> _Ausgangstext_:
Melatonin-Behandlung bei HK-Mäusen
Der nächste Schritt war, Melatonin in einem Tiermodell der HK zu testen. Friedlander wählte ein HK- Mausmodell, das R6/2-Maus genannt wird. R6/2-Mäuse erkranken schnell, so dass sie auch schnell zum testen von Wirkstoffen hergenommen werden können. In der Regel sterben sie innerhalb von 6 Monaten nach der Geburt, wohingegen eine normale Maus mehrere Jahre alt werden kann.
Schon von jung auf wurde der Hälfte an Mäusen täglich Melatonin per Injektion verabreicht, wohingegen die andere Hälfte Placebo-Injektionen erhielt. Die Mäuse, welche Melatonin verabreicht bekamen, behielten ihre Bewegungskontrolle um einige Wochen länger, litten weniger an einer Abnahme des Gehirnvolumens und überlebten länger - ihre Lebensspanne war 20% länger. Zudem waren einige chemische Marker des Zelltods in den Melatonin behandelten Mäusen reduziert.

> _Aufgabe_:
Schreibe die Stelle im Ausgangstext von „Melatonin-Behandlung bei HK-Mäusen“ bis „behandelten Mäusen reduziert.“ wortgetreu ab. Verwende ausschließlich den Ausgangstext.

> _Rohdaten_:

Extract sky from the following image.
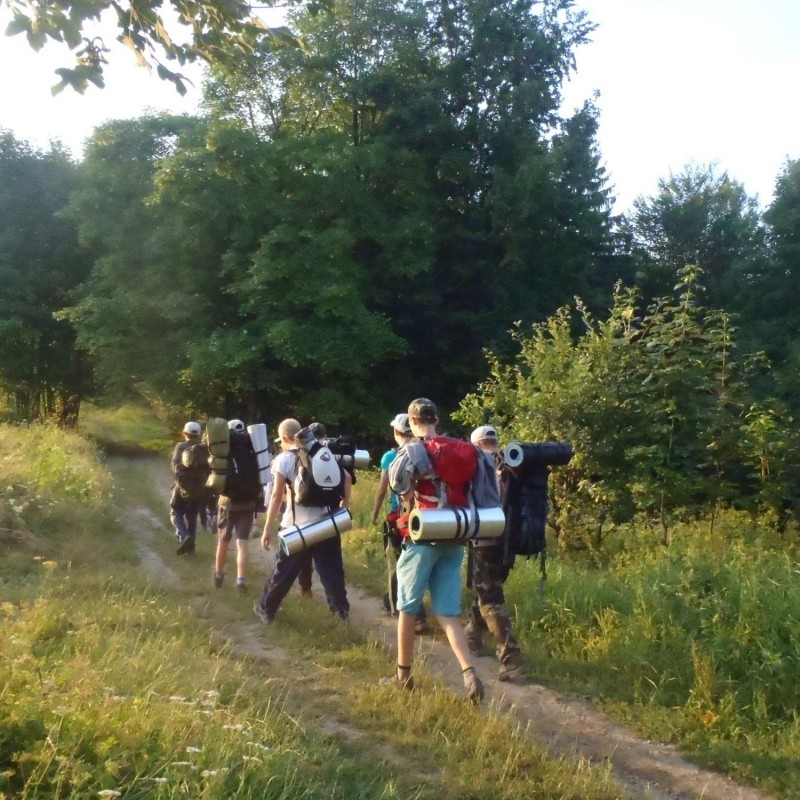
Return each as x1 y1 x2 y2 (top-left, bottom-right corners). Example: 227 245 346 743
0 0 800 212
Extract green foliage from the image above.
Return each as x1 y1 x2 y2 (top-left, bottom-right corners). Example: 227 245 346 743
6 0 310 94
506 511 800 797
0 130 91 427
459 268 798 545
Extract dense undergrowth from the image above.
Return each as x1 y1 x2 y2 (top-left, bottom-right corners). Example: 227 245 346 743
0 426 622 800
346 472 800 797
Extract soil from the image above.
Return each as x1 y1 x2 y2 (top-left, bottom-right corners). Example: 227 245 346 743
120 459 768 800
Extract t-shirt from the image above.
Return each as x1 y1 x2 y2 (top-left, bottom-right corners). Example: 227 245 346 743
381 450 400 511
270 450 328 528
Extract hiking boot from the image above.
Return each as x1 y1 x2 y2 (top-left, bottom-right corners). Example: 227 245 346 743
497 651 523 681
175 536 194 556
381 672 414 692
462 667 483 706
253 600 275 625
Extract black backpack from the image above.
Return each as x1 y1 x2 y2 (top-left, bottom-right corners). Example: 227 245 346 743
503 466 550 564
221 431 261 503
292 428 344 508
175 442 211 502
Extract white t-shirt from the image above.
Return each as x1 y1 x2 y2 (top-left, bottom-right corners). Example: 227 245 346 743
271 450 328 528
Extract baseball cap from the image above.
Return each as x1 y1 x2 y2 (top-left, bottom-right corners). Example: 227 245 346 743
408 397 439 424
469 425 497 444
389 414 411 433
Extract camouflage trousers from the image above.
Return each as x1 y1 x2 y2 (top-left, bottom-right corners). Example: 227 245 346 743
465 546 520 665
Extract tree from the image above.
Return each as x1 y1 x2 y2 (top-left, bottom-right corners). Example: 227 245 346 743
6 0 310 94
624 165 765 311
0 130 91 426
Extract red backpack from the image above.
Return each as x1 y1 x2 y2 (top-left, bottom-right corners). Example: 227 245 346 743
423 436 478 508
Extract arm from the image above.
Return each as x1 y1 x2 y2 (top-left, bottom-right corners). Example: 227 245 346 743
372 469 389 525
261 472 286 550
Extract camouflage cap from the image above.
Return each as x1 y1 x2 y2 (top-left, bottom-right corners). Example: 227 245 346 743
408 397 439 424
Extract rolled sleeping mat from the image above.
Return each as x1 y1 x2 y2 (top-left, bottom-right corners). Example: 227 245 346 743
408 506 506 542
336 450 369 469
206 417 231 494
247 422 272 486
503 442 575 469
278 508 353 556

> _Antwortfeld_:
Melatonin-Behandlung bei HK-Mäusen
Der nächste Schritt war, Melatonin in einem Tiermodell der HK zu testen. Friedlander wählte ein HK- Mausmodell, das R6/2-Maus genannt wird. R6/2-Mäuse erkranken schnell, so dass sie auch schnell zum testen von Wirkstoffen hergenommen werden können. In der Regel sterben sie innerhalb von 6 Monaten nach der Geburt, wohingegen eine normale Maus mehrere Jahre alt werden kann.
Schon von jung auf wurde der Hälfte an Mäusen täglich Melatonin per Injektion verabreicht, wohingegen die andere Hälfte Placebo-Injektionen erhielt. Die Mäuse, welche Melatonin verabreicht bekamen, behielten ihre Bewegungskontrolle um einige Wochen länger, litten weniger an einer Abnahme des Gehirnvolumens und überlebten länger - ihre Lebensspanne war 20% länger. Zudem waren einige chemische Marker des Zelltods in den Melatonin behandelten Mäusen reduziert.